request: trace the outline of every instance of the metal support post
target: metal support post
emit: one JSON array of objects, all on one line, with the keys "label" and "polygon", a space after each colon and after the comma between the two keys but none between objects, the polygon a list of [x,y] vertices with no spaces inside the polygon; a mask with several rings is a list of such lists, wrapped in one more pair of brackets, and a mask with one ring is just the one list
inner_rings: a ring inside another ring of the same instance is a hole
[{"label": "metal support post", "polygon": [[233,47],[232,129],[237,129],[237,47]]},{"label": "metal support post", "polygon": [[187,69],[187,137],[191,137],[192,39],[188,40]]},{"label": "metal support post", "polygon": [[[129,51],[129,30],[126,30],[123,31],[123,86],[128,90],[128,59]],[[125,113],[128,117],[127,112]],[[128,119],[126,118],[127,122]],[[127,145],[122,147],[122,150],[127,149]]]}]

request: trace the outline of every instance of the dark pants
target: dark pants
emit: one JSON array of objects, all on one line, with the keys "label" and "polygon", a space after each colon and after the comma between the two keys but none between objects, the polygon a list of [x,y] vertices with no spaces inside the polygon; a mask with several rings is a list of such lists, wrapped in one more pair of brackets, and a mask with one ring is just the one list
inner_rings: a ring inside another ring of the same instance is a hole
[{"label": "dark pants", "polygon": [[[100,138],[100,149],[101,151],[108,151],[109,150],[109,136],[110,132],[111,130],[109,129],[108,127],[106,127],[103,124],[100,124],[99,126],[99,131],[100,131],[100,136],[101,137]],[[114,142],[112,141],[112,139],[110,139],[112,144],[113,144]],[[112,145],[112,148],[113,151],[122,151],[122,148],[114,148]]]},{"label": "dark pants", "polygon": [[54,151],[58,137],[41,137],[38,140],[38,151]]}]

::::::::

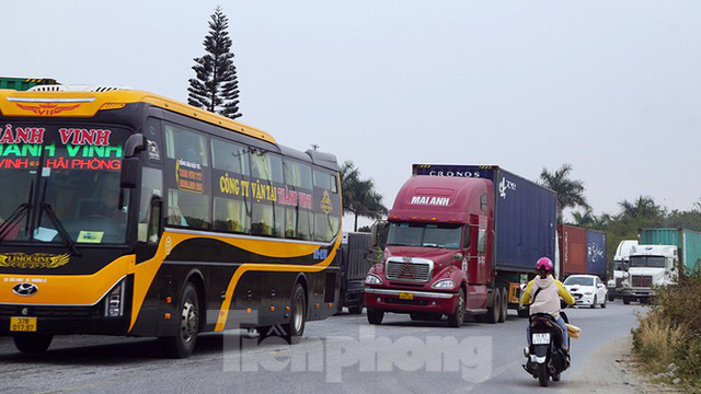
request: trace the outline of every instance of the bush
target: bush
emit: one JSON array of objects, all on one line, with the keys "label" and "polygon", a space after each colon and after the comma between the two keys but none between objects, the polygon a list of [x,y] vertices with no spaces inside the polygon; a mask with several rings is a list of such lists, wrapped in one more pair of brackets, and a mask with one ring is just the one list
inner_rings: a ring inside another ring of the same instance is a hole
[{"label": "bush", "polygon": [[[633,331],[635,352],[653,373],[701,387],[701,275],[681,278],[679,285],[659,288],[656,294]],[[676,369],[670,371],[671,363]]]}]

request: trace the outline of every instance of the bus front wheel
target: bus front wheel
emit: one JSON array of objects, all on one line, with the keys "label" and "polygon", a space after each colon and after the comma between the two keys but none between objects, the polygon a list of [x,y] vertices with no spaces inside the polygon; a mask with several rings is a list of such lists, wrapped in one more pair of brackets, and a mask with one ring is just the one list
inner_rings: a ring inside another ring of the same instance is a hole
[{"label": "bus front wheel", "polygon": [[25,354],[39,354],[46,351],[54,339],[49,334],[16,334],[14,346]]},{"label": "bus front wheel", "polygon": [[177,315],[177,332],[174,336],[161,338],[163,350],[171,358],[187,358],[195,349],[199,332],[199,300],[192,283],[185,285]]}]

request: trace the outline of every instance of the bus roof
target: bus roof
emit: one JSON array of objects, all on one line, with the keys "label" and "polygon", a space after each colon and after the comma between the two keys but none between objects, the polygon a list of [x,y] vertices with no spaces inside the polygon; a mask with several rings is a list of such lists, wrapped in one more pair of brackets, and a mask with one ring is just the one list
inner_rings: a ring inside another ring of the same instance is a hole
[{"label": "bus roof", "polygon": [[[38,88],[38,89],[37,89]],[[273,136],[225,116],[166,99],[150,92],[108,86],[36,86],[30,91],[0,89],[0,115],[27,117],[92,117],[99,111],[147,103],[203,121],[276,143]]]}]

::::::::

◆ Instructions to follow
Begin at the line containing "request: trace the outline of every instance of the bus front" and stop after the line containing "target: bus front wheel", then express those lines as a JSON list of strings, one string per line, with blank lines omitted.

◆ Finished task
[
  "request: trace the outline of every instance of the bus front wheel",
  "target: bus front wheel"
]